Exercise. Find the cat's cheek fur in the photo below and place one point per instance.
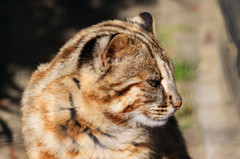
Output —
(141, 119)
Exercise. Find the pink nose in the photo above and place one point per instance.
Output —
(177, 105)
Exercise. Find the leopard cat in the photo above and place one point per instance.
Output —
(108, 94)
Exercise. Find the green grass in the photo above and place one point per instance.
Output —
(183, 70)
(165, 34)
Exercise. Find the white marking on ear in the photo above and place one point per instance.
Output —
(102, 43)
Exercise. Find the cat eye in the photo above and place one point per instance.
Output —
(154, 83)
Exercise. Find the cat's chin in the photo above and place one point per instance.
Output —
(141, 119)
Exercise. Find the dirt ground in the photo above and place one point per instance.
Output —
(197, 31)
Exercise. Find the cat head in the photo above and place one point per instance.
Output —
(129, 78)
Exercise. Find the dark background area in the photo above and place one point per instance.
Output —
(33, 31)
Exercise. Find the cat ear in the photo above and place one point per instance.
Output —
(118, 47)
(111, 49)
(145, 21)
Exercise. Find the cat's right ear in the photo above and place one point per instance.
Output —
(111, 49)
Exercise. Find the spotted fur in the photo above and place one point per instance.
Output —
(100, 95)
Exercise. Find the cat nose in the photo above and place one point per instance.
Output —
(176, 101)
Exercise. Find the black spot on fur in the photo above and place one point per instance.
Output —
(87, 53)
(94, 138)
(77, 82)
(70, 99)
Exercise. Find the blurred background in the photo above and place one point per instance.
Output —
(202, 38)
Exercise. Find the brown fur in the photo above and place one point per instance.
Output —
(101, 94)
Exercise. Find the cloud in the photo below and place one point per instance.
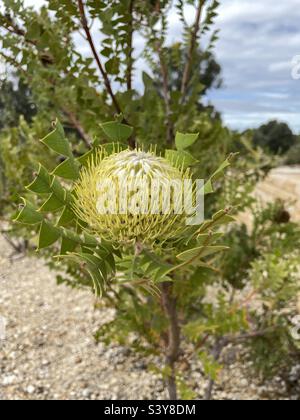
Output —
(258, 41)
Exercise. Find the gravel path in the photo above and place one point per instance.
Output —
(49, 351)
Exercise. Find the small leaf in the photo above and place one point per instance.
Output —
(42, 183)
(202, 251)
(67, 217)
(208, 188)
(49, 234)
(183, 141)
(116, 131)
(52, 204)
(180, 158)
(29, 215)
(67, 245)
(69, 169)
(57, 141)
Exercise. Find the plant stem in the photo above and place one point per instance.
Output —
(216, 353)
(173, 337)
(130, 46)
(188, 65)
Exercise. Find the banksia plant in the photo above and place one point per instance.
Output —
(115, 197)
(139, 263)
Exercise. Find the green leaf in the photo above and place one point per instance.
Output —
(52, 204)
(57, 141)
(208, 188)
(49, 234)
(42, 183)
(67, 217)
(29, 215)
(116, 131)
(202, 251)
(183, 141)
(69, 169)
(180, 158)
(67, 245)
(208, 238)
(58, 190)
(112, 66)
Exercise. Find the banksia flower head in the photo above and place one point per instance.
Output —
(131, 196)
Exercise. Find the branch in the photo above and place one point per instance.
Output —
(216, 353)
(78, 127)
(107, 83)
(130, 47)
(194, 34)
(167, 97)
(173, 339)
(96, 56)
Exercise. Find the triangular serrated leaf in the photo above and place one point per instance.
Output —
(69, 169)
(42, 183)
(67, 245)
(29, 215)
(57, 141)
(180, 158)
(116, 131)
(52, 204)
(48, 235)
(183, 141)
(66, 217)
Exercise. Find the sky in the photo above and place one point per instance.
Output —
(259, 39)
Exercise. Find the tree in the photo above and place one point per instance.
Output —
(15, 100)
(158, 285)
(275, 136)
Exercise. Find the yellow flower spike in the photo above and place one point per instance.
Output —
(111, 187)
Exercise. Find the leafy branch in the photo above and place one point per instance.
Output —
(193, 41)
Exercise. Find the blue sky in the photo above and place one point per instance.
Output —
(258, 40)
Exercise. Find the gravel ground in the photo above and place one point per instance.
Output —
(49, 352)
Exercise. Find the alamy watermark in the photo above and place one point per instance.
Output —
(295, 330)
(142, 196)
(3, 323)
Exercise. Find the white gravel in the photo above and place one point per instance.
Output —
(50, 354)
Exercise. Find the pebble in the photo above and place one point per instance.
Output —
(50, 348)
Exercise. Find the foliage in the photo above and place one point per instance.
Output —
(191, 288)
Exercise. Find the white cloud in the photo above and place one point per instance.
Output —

______

■ **TASK PROMPT**
Restate the records above verbatim. Pictures stay out.

■ **YOUR RESPONSE**
Exercise. Find the cat's cheek fur in the photo below and place one point per instance.
Output —
(141, 119)
Exercise. Find the pink nose in the photo above and place one point per instance.
Output —
(177, 105)
Exercise. Find the leopard cat in the photo above and place one point per instance.
Output —
(108, 94)
Exercise. Find the green grass in the photo above and place one point per instance.
Output —
(183, 70)
(165, 34)
Exercise. Find the white marking on ear in the photo above and place one point per instance.
Output —
(102, 43)
Exercise. Find the cat eye in the photo above and place one point per instance.
Output —
(154, 83)
Exercise. Find the cat's chin in the photo above and place one point per instance.
Output —
(141, 119)
Exercise. Find the dirt ground in the photo above and place one point per instance.
Output —
(197, 31)
Exercise. Find the cat head in the photo above and place one point per instance.
Output —
(129, 78)
Exercise. Find the dark background area in the photo above and place one point per instance.
Output —
(33, 31)
Exercise. Find the cat ear in the photo above and place one point per instance.
Output —
(118, 47)
(111, 49)
(145, 21)
Exercise. Find the cat's right ear in the photo above and place one point per instance.
Output —
(111, 49)
Exercise. Find the spotted fur in the photo above and place one point per instance.
Output —
(100, 95)
Exercise. Find the cat nose in the photo above and place one point per instance.
Output —
(176, 101)
Exercise. Find the black spot on fur in the photo above and place one point per instance.
Output —
(87, 53)
(94, 138)
(77, 82)
(70, 99)
Exercise. Find the blurred background in the photo above and place one point per instance.
Output —
(202, 38)
Exercise. Find the brown fur in the photo above and place one point per instance.
Output —
(101, 94)
Exercise. Find the cloud in the photo below and place one point per instance.
Output —
(258, 41)
Exercise. Find the gravel path in the photo above and place one point per instance.
Output —
(49, 351)
Exercise. Find the small leaf in the photo above and place one point per instance.
Output —
(42, 183)
(202, 251)
(67, 217)
(208, 188)
(49, 234)
(183, 141)
(116, 131)
(52, 204)
(180, 158)
(29, 215)
(67, 245)
(69, 169)
(57, 141)
Exercise. Find the plant stem in the photo above and place one point per instance.
Output —
(216, 353)
(173, 337)
(130, 46)
(188, 65)
Exercise. Find the banksia plant in the photo above and place one point per instance.
Output —
(115, 197)
(139, 263)
Exercise. Find the green leaf in the photo above and place one point per instance.
Output —
(52, 204)
(57, 141)
(208, 188)
(49, 234)
(42, 183)
(67, 217)
(29, 215)
(116, 131)
(202, 251)
(183, 141)
(69, 169)
(180, 158)
(67, 245)
(208, 238)
(58, 190)
(112, 66)
Exercise. Find the banksia flower head in the photo above and place one point per instance.
Output —
(131, 196)
Exercise. Find the branch in the photo above and place one point per instance.
Output —
(216, 353)
(78, 127)
(107, 83)
(130, 47)
(194, 34)
(167, 97)
(173, 339)
(96, 56)
Exercise. Find the triangular serrated leaf in the photo above and place one point per instance.
Output —
(69, 169)
(42, 183)
(67, 245)
(29, 215)
(57, 141)
(180, 158)
(116, 131)
(52, 204)
(48, 235)
(183, 141)
(66, 217)
Exercise. Find the sky in the photo above and place one point per instance.
Output —
(259, 39)
Exercise. Find the tree in the photo above and place one point per instance.
Output —
(15, 100)
(158, 285)
(275, 136)
Exercise. Find the yellow flower spike in the photo above and place one point per instance.
Output —
(111, 187)
Exercise. Find the leafy branch in the photo above and place one point per instance.
Output —
(193, 41)
Exercise. Find the blue sky in the photo above and place one point per instance.
Output —
(258, 40)
Exercise. Find the gravel ground in the photo above and place one point per instance.
Output —
(49, 352)
Exercise. Find the alamy watermark in the photo above and place one point per instance.
Output —
(295, 330)
(142, 196)
(3, 323)
Exercise. Find the white gravel in the photo above and place one point per instance.
Output —
(50, 354)
Exercise. Find the pebble in the photo above and place one point per instance.
Output —
(50, 348)
Exercise. Find the foliage in the photo above and place one point per instance.
Output —
(191, 288)
Exercise. Find the white cloud in the photo above and place one point per instance.
Output —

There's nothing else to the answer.